#### WHAT IS BEING ASKED
Could you print every record below exactly as it appears?

#### MATERIAL FOR THE TASK
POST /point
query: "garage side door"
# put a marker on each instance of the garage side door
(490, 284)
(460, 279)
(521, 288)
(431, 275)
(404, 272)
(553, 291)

#### FULL SOLUTION
POST /point
query: "garage side door"
# put a marker on each instance of the garage side door
(490, 284)
(460, 279)
(521, 288)
(431, 275)
(404, 272)
(553, 291)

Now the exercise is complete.